▸ Supplied data:
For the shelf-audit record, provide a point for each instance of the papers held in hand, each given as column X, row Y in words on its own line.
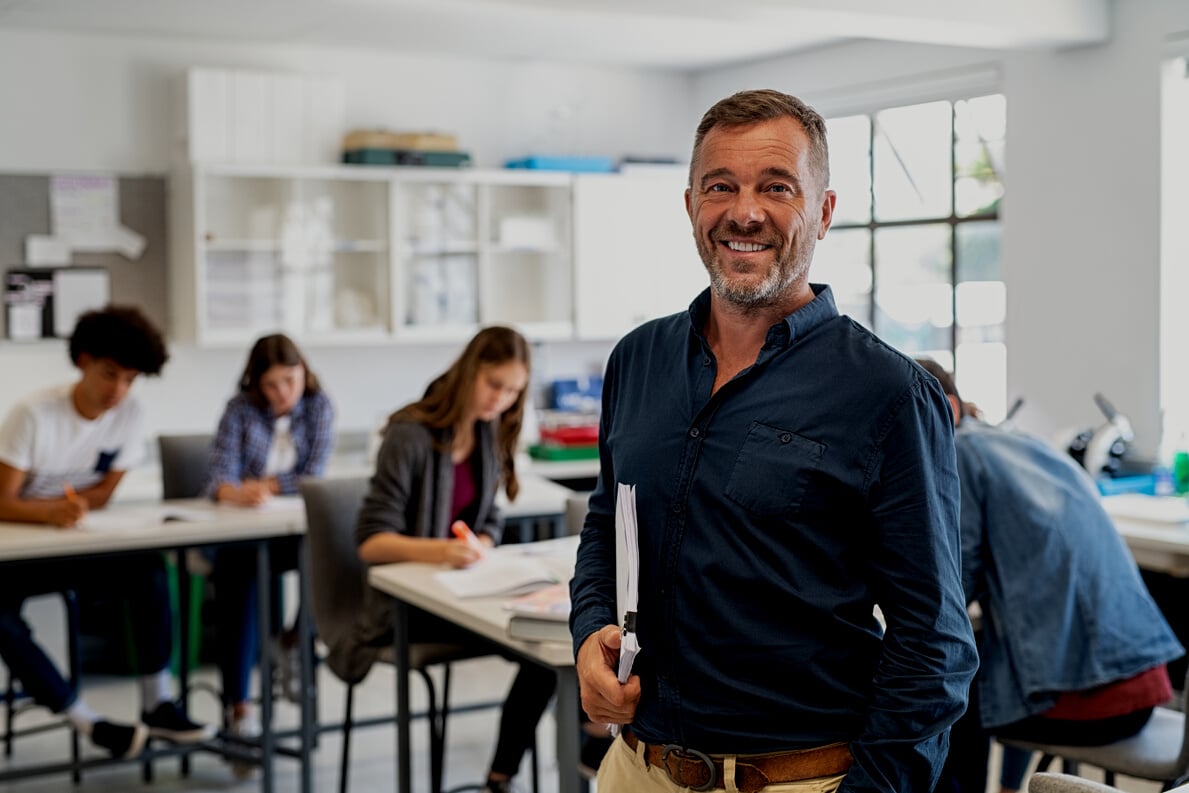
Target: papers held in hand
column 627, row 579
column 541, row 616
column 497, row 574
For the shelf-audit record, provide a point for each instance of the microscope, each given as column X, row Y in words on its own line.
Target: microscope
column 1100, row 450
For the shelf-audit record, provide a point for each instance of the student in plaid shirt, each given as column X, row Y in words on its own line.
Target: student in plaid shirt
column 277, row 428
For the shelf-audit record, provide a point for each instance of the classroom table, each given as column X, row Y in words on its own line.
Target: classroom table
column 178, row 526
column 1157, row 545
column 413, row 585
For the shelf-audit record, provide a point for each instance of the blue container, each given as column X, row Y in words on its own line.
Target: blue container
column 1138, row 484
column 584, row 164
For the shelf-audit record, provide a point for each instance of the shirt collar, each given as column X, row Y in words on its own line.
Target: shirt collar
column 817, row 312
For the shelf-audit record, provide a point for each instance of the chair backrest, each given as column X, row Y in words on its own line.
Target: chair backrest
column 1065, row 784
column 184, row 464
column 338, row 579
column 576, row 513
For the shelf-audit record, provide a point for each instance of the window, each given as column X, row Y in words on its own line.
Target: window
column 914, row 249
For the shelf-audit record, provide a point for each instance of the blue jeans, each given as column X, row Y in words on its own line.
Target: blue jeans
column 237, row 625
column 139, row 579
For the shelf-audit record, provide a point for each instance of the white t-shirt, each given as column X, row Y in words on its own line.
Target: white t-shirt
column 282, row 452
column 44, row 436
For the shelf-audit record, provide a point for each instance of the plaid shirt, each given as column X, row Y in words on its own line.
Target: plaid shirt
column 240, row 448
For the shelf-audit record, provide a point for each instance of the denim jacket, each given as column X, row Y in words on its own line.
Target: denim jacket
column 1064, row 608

▸ What you need to do: Rewrite the stretch of records from the one containing "of the shirt" through the last record as a two-column CSV with the header request,answer. Give one row per record, putting its text and its answer each in a single quoted field with line breaks replaced by spaces.

▸ Answer to this exercise:
request,answer
"For the shelf-audit record, provide a point for each instance of the shirt collar, each given as column X, row Y in words on its own line. Target: shirt collar","column 817, row 312"
"For the shelf-audit record, provide a point for each instance of the chair backrest, each given as column X, row Y in words on its own line. Target: chair backrest","column 1065, row 784 column 184, row 464 column 338, row 579 column 576, row 513"
"For the shelf-audit record, provide a point for each instance of the window, each given as column X, row Y in words on its own line. Target: window","column 914, row 249"
"For the shelf-audit record, provide a point for each instance of the blue jeans, each given as column X, row Y in words on its own line. Target: blue jeans","column 237, row 625 column 139, row 579"
"For the shelf-audit record, provide a point for each instance of the white t-shirt, each given as column X, row Y in words on its own line. Target: white t-shirt","column 282, row 452 column 44, row 436"
"For the shelf-audit record, provide a point for each instance of the plaid shirt, each given as column X, row Y in words on its own line. Target: plaid shirt","column 240, row 448"
"For the shelf-audit record, provide a point for each instance of the denim jacket, each given as column X, row Y in words on its own line. Target: denim jacket","column 1064, row 608"